++++ Data for the task ++++
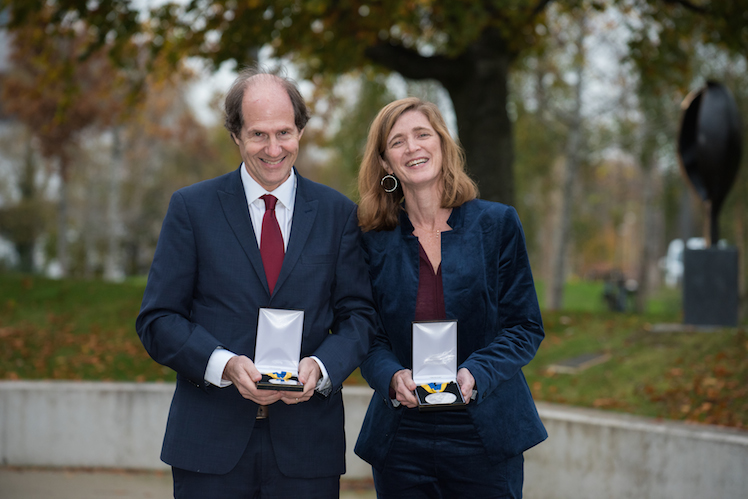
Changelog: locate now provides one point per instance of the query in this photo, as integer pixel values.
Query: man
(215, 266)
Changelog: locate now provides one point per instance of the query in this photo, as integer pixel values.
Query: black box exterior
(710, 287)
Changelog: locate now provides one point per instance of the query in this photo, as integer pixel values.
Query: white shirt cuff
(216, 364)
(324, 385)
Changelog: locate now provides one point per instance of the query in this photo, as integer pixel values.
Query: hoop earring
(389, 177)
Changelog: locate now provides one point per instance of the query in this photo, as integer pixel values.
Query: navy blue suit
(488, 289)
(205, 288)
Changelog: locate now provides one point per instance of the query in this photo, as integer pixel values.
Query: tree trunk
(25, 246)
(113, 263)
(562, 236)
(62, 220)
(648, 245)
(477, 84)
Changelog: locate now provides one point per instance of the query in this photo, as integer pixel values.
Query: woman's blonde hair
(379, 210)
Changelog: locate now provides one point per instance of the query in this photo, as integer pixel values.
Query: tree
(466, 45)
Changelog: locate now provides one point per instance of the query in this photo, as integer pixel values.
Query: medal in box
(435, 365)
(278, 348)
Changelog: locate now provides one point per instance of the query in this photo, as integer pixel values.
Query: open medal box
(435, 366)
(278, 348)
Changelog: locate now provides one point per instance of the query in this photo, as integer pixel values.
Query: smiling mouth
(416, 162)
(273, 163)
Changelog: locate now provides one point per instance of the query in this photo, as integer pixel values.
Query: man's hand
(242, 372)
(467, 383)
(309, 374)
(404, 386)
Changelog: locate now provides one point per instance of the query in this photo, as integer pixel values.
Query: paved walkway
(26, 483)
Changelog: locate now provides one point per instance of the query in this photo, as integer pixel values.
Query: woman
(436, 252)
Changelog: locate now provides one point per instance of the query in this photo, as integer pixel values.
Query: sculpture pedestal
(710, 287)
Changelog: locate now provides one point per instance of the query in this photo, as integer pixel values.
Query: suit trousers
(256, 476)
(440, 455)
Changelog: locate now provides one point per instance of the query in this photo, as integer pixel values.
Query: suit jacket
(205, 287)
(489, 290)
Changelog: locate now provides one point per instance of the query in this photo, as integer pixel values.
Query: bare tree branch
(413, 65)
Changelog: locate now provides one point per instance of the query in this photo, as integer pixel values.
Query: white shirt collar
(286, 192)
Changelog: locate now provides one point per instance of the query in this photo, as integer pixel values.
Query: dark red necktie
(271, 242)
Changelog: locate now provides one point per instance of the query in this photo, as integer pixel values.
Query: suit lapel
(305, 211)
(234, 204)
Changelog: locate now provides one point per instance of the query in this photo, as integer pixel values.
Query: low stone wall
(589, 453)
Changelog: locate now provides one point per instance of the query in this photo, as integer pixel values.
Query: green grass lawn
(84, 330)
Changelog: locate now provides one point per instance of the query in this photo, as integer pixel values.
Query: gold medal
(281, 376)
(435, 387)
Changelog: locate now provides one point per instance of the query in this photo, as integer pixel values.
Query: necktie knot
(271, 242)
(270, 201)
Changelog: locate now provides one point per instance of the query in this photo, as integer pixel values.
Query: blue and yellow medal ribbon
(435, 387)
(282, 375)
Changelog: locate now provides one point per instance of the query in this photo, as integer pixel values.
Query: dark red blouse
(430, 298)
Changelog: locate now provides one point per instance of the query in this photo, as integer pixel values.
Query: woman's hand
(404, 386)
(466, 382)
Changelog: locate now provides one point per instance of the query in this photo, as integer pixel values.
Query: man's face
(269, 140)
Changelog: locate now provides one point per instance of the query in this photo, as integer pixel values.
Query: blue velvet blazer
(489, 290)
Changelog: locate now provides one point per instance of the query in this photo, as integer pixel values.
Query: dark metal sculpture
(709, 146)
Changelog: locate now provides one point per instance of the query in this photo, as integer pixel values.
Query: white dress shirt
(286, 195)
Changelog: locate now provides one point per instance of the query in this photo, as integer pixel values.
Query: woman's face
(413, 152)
++++
**Brief**
Starting at the line that contains "Query: man's face", output every remaining line of the data exactly, and stop after the last one.

**Reply to the exercise**
Query: man's face
(269, 140)
Changelog: locate now provides one point per instance of the query in this photo, as integer pixel values.
Query: blue velvet blazer
(489, 290)
Changelog: locate now provides one point per instance of the query in this photo, as integer pixel values.
Query: dark metal sculpture
(709, 146)
Changelog: locate now provides one point per instance of the query in this photo, as integer pixel values.
Query: white dress shirt
(286, 195)
Changelog: locate now provides one point per instance of the query in this photo, as integer pixel values.
Query: woman's face
(413, 152)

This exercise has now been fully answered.